→ **Testo fornito**:
****************
Una volta giunta la percezione di una rappresentazione reale, il nostro
modo di essere riesce ad immagazzinarla attraverso l’elaborazione
sensoriale, e da quella percezione può nascere qualcosa di molto
bello o di molto brutto, così come può non nascerne niente.
La nostra sensibilità o impressionabilità, detterà
la valutazione della cosa percepita dando vita alla sensazione.
Kant sosteneva che l’uomo nasce con i propri occhiali davanti
agli occhi, le lenti di questi occhiali, hanno tutte sfumature diverse,
per cui se le lenti degli occhiali di un persona sono verdi, e di un’altra
persona sono blu, le due persone vedranno il mondo in maniera differente;
le lenti poi possono essere più o meno pulite, facendo arrivare
i dati in maniera ancora differente; entrambe le persone sono in grado
di vedere, ad entrambe arriva la percezione, ma la possibilità
di assorbirla in ugual modo non c’è, per questo le sensazioni
che verranno scatenate non potranno essere uguali.
****************
→ **Dati salvati**:
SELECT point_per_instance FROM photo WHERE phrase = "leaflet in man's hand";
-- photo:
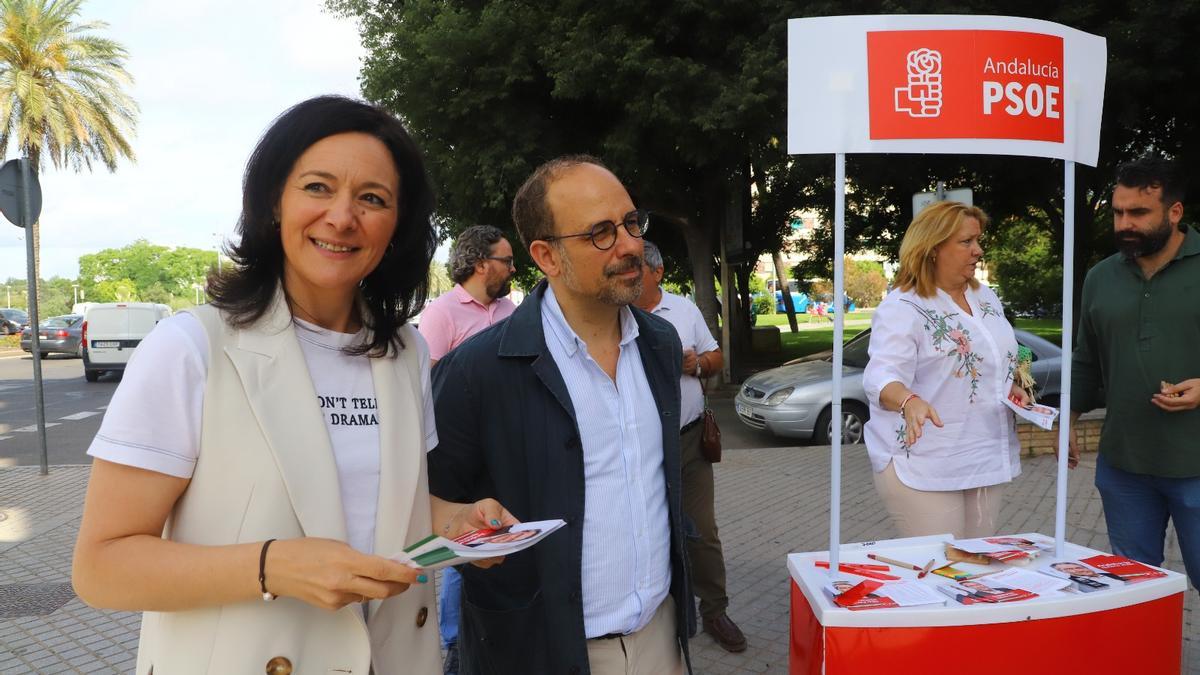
(1128, 571)
(433, 551)
(1037, 413)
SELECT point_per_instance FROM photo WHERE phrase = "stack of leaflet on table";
(1011, 550)
(1009, 585)
(1101, 572)
(879, 595)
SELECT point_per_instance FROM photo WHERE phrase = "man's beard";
(1139, 245)
(497, 291)
(612, 291)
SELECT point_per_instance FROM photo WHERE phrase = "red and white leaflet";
(1032, 581)
(875, 595)
(1128, 571)
(1037, 413)
(1002, 544)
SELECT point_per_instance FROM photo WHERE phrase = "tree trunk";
(699, 236)
(785, 292)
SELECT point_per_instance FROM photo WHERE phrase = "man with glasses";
(701, 358)
(481, 268)
(571, 410)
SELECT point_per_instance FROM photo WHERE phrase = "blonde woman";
(941, 442)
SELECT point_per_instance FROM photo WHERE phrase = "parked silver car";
(795, 400)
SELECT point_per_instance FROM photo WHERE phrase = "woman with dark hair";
(265, 454)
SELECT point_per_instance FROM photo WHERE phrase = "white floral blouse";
(963, 365)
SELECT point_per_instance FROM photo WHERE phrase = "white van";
(111, 333)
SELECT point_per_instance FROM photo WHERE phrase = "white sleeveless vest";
(265, 470)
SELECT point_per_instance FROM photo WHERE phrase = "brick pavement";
(769, 502)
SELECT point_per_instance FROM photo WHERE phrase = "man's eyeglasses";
(604, 233)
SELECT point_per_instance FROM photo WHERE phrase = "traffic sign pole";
(27, 221)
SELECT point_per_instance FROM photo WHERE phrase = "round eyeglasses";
(604, 233)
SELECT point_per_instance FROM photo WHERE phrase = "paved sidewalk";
(769, 502)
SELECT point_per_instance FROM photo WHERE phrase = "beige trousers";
(967, 513)
(654, 650)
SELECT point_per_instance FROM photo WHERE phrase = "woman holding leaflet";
(265, 454)
(942, 356)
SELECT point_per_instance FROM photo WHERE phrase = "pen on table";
(925, 569)
(861, 571)
(895, 562)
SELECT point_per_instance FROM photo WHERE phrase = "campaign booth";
(960, 84)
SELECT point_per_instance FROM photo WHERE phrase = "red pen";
(859, 571)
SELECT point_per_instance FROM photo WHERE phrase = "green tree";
(679, 99)
(61, 90)
(145, 272)
(1027, 269)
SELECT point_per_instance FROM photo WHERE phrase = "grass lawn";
(796, 345)
(1048, 328)
(820, 338)
(810, 320)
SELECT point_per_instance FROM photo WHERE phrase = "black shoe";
(726, 633)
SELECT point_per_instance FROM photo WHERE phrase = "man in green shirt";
(1138, 354)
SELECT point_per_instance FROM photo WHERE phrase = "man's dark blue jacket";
(507, 429)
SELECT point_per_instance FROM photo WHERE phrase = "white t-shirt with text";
(155, 417)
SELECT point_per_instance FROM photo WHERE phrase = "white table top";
(811, 581)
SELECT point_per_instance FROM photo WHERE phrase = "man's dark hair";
(1155, 171)
(531, 213)
(472, 248)
(396, 290)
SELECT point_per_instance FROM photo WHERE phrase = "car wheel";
(853, 418)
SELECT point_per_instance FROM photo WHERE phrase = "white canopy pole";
(839, 248)
(1068, 305)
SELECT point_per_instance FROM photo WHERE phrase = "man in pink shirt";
(481, 266)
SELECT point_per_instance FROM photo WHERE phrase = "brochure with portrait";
(433, 551)
(1012, 550)
(1117, 567)
(1037, 413)
(1084, 578)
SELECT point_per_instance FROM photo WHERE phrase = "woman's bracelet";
(262, 572)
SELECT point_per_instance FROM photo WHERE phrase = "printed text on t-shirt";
(333, 406)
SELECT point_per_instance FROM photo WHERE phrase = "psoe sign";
(945, 84)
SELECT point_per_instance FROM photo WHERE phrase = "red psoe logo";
(965, 84)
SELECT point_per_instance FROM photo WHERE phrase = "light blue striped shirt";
(627, 533)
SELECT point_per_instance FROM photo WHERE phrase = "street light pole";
(220, 246)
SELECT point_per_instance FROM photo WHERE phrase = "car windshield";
(61, 322)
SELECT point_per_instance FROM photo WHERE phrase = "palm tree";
(61, 90)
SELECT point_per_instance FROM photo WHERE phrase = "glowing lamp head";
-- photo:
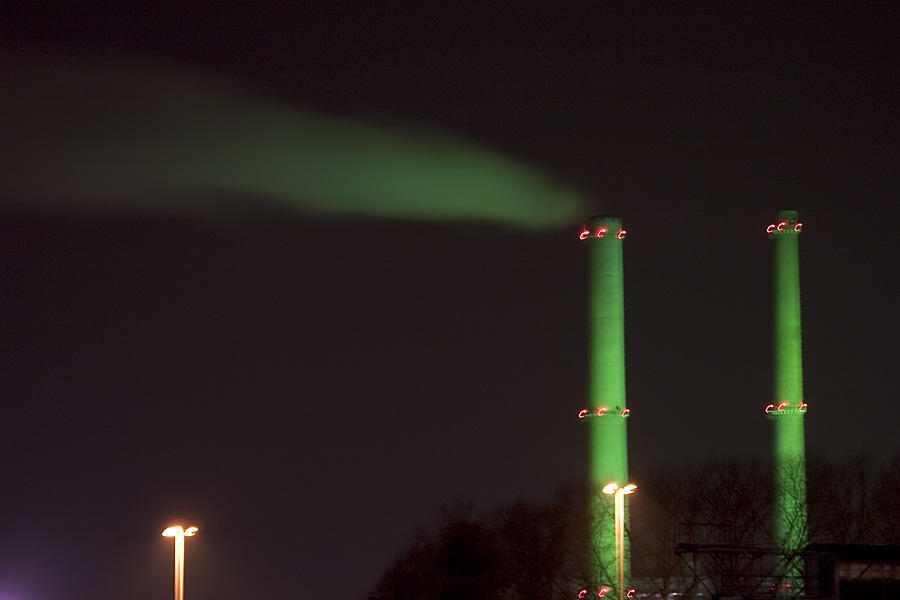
(787, 224)
(178, 530)
(612, 488)
(604, 228)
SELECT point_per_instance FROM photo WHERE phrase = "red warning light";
(785, 407)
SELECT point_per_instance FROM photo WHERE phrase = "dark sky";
(308, 388)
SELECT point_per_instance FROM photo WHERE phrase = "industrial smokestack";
(607, 413)
(788, 408)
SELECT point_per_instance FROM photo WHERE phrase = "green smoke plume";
(86, 134)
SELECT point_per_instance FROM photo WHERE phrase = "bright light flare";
(174, 531)
(612, 488)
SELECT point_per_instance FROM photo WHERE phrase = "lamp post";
(179, 534)
(619, 492)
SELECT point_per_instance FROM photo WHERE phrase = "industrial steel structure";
(607, 413)
(788, 409)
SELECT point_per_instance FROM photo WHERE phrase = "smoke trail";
(100, 135)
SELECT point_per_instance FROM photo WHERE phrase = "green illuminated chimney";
(607, 413)
(788, 409)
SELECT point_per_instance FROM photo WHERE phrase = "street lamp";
(619, 492)
(179, 534)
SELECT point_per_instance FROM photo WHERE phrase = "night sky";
(193, 327)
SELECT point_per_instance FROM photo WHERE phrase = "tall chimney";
(788, 409)
(607, 413)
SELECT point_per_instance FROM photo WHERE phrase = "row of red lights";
(601, 233)
(601, 593)
(602, 411)
(786, 406)
(780, 227)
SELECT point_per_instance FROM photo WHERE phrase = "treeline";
(529, 551)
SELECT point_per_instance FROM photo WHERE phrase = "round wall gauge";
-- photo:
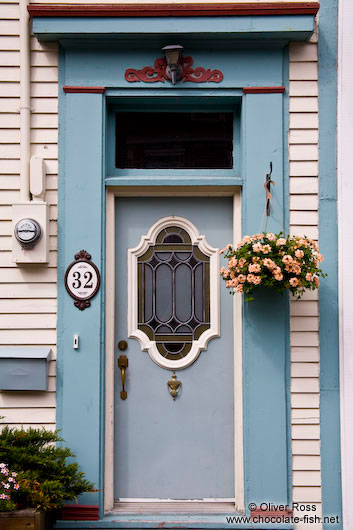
****************
→ **Istruzioni**:
1 – Rispondi brevemente alle domande sul testo sulla percezione.
(a) Attraverso quale processo il nostro modo di essere immagazzina la percezione?
(b) Che cosa detterà la valutazione della cosa percepita?
(c) Secondo Kant, con che cosa nasce l'uomo?
2 – Spiega in una o due frasi perché, secondo il testo sulla percezione, le sensazioni suscitate in due persone non potranno essere uguali.
3 – Scrivi il seguito del testo sulla percezione, partendo dopo la sua ultima frase.
I dati non hanno alcun ruolo in questa attività.

→ **Soluzioni**:
1 –
(a) Attraverso l'elaborazione sensoriale.
(b) La nostra sensibilità o impressionabilità.
(c) Con i propri occhiali davanti agli occhi.

2 – Entrambe le persone vedono e ricevono la percezione, ma non possono assorbirla in ugual modo. Le lenti dei loro occhiali hanno sfumature diverse e possono essere più o meno pulite, quindi i dati arrivano in maniera differente.

3 –
Lo stimolo: non dobbiamo catalogarlo unicamente in una percezione singola,
ad esempio un trillo, un lampo, una toccata, una sola notizia che arriva
a toccare la nostra sensibilità; esso può essere si, dato
da un fattore singolo, ma può essere anche un composto di una
molteplicità di impulsi che possono manifestarsi in maniera povera
e che in realtà sono ricchi di effetti scatenanti; e può
essere definito da un qualcosa che si risolve nel lampo di un secondo.
All’inizio della nostra evoluzione sensoriale, è normale
che riusciamo a captare un segnale per volta, e solo dopo aver immagazzinato
tanti segnali possiamo creare dalla loro unione una sorta di Arcobaleno.
Ogni volta che vedremo apparire un colore di quell’Arco, la nostra
sensibilità ci renderà protagonisti di sensazioni stimolanti.
Nel mondo degli Animali accade la stessa cosa.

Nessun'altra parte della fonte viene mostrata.